Goal of the exercise: Pull out each line in the items below that contains the word "hose".

Data section:
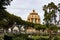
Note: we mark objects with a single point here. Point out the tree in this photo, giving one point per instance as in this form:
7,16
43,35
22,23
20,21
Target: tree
50,11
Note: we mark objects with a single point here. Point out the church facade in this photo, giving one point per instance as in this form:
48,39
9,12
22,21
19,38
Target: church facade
33,17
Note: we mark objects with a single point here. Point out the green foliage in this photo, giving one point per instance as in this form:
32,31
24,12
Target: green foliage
39,26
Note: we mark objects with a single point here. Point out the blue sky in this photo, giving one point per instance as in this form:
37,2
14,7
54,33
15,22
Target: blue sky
23,8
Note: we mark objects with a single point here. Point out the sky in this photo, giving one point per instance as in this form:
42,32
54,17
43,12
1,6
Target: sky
22,8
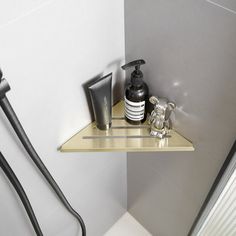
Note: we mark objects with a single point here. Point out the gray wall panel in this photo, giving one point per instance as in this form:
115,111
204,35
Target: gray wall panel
190,49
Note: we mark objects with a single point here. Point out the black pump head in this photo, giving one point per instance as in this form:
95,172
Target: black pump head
136,63
136,75
4,86
0,75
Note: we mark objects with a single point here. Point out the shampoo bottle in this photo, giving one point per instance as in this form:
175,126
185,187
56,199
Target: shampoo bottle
136,95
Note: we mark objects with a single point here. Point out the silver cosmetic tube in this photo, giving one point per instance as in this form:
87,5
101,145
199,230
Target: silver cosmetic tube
101,98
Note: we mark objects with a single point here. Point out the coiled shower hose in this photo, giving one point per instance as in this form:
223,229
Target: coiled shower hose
21,193
9,112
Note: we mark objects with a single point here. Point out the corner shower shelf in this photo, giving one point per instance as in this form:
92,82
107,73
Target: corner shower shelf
123,137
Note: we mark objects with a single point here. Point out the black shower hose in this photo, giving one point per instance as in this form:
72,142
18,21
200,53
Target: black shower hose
21,193
9,112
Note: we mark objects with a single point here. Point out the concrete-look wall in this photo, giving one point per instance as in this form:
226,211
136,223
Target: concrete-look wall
48,49
190,50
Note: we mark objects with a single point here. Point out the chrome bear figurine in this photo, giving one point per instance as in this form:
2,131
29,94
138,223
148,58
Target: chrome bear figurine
159,120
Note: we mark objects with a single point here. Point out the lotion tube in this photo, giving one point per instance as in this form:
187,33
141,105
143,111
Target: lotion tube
101,97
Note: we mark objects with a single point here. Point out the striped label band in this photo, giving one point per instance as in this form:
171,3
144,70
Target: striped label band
134,110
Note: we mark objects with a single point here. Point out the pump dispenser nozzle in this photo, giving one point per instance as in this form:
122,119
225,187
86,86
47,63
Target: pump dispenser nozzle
136,94
136,75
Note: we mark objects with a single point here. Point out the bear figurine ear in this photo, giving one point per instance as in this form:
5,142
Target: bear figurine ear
171,106
154,100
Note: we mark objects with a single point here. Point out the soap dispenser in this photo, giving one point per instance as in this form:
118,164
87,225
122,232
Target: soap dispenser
136,94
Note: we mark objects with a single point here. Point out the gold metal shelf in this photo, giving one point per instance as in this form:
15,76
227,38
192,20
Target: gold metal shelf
123,137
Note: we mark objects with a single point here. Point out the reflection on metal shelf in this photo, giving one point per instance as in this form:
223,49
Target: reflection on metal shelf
123,137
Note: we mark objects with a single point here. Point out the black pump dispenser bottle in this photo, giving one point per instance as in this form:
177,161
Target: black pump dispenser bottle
136,95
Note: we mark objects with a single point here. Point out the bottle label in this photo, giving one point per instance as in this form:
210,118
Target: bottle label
134,110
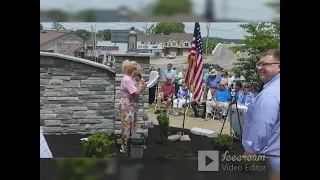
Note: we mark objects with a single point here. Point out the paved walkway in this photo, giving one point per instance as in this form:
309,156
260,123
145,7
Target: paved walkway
190,122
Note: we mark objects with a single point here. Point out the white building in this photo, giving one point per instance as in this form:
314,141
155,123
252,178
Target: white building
60,41
154,49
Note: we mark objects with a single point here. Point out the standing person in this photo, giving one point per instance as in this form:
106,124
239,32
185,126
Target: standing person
130,91
206,74
181,99
182,75
261,131
237,77
225,77
212,81
166,93
152,90
220,99
245,97
202,102
169,72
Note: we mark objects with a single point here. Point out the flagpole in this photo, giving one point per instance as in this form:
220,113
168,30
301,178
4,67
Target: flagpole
184,114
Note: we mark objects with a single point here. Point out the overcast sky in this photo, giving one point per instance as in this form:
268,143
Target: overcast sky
221,30
249,10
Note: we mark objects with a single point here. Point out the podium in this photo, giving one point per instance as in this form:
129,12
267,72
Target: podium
233,118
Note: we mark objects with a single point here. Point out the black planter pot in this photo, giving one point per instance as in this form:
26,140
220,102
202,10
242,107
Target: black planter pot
164,132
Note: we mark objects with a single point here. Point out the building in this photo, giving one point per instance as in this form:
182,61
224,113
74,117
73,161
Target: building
81,96
155,50
178,44
61,42
104,50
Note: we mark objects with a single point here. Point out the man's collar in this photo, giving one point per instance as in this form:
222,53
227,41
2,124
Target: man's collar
271,80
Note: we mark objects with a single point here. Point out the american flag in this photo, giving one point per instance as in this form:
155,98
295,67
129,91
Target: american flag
195,70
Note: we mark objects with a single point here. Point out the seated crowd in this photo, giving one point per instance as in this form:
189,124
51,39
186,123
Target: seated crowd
216,94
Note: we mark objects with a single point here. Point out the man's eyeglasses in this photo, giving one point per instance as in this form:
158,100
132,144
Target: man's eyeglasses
264,64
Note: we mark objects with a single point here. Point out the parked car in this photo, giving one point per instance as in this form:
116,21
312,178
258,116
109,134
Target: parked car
171,56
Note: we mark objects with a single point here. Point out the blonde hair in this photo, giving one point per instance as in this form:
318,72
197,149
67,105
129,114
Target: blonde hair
129,66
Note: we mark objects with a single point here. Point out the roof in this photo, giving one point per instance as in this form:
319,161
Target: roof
79,60
173,18
165,38
48,35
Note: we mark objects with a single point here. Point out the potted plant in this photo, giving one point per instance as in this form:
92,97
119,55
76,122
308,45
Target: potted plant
223,142
96,145
163,120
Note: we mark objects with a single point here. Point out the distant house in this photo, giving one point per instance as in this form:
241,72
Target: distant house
104,50
178,44
61,41
155,50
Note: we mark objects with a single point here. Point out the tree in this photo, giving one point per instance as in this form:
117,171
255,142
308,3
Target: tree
83,33
275,6
57,26
211,45
172,7
263,36
106,33
58,15
167,28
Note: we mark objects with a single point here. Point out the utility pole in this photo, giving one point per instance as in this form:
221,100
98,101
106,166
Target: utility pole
146,48
208,28
92,37
95,42
224,9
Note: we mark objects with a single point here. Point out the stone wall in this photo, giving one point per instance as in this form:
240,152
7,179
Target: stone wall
76,95
143,104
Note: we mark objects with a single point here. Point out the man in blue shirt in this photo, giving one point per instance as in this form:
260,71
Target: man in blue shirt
245,96
221,100
261,131
213,79
173,74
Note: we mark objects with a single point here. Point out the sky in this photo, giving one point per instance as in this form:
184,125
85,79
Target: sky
249,10
221,30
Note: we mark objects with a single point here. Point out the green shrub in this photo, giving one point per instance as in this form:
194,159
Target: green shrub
78,168
246,162
163,120
96,145
223,142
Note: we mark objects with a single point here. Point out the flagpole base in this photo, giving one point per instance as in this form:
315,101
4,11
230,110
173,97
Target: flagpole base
185,138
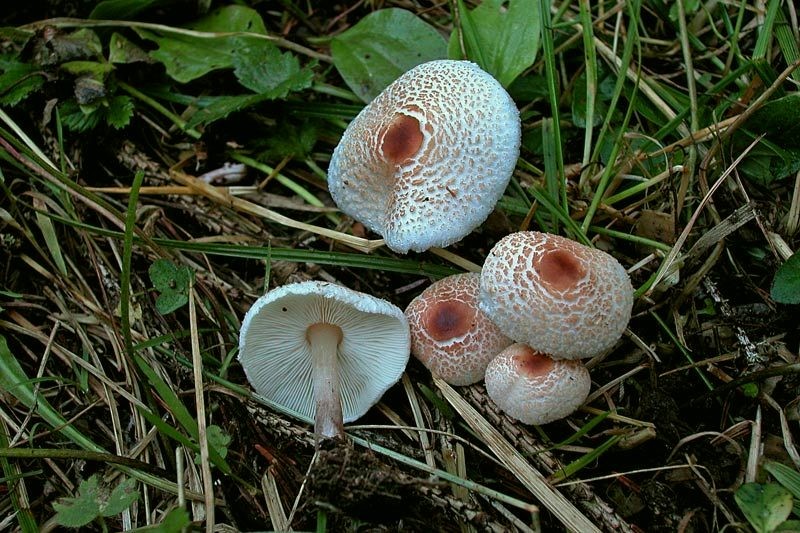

Result for this task:
Note: we mark objects with a single point here. Point out the coiled shower hose in this photo, giving one point per instance as in this form:
Target: coiled shower hose
Note: we mark objects with a single point here. Point out the black shower hose in this photo, giving one point per instance as in this form:
Target: black shower hose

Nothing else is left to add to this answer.